— START —

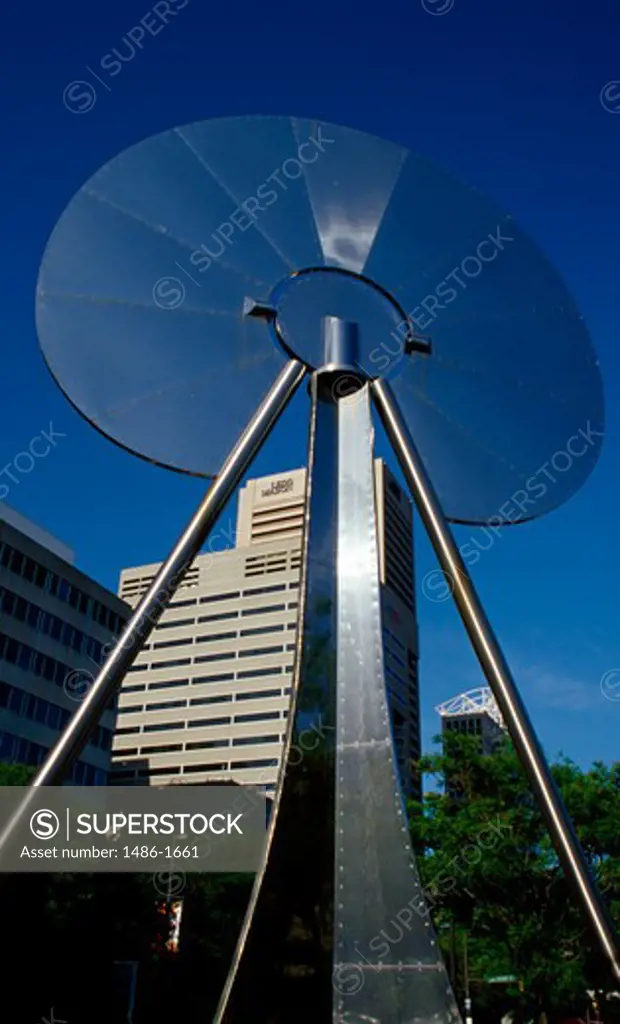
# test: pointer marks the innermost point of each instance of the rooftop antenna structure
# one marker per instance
(188, 290)
(477, 701)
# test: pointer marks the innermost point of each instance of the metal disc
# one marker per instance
(184, 272)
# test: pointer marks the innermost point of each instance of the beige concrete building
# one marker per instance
(54, 624)
(209, 695)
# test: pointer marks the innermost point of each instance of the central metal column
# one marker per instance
(388, 967)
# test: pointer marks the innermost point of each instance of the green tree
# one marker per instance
(489, 870)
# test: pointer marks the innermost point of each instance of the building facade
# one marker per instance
(209, 695)
(54, 624)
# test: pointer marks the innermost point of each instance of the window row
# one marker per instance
(123, 774)
(206, 744)
(32, 660)
(37, 710)
(16, 750)
(221, 698)
(233, 595)
(59, 588)
(236, 613)
(471, 726)
(43, 622)
(199, 723)
(169, 684)
(224, 655)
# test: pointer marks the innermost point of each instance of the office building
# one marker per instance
(54, 624)
(209, 695)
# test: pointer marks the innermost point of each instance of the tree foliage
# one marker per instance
(489, 870)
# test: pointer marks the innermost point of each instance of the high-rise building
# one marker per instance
(55, 622)
(210, 693)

— END —

◆ **Brief**
Present every line of the rows above as a Markdown table with the columns "No." and "Line," omitting blank lines and the pictures.

◆ **Solution to this problem**
| No. | Line |
|---|---|
| 1 | # test: pointer marks the innermost point of each instance of the rooftop antenna structure |
| 2 | # one marker per instance |
| 3 | (188, 290) |
| 4 | (477, 701) |
| 5 | # test: pointer marks the innermost point of each instance of the metal disc |
| 6 | # one marker per instance |
| 7 | (184, 272) |
| 8 | # test: pointer marks the innermost point of each instance of the beige concrete building |
| 9 | # one marker per instance |
| 10 | (54, 624) |
| 11 | (209, 695) |
| 12 | # test: pointer marks the innermost point of each instance of the central metal column |
| 13 | # one marker per instance |
| 14 | (388, 967) |
| 15 | # test: pointer marks the innermost point of each instance of the green tree |
| 16 | # one marker per instance |
| 17 | (489, 870) |
| 18 | # test: pointer marks the innermost point of each instance of the building facade |
| 19 | # one marker per instance |
| 20 | (209, 695) |
| 21 | (54, 624) |
| 22 | # test: pointer marks the innermost point of each instance of the window row |
| 23 | # one marker per instance |
| 24 | (123, 774) |
| 25 | (206, 744) |
| 26 | (32, 660) |
| 27 | (37, 710) |
| 28 | (16, 750) |
| 29 | (221, 698) |
| 30 | (233, 595) |
| 31 | (59, 588) |
| 32 | (236, 613) |
| 33 | (471, 726) |
| 34 | (43, 622) |
| 35 | (199, 723) |
| 36 | (169, 684) |
| 37 | (224, 655) |
| 38 | # test: pointer marks the innermost point of each instance of the office building |
| 39 | # one marker per instance |
| 40 | (54, 624) |
| 41 | (209, 695) |
| 42 | # test: pointer marks the innermost point of each instance of the tree foliage |
| 43 | # one marker per instance |
| 44 | (489, 870) |
| 45 | # test: pointer marks the innermost point of each instance of the high-rise building |
| 46 | # one marker per instance |
| 47 | (55, 622) |
| 48 | (210, 693) |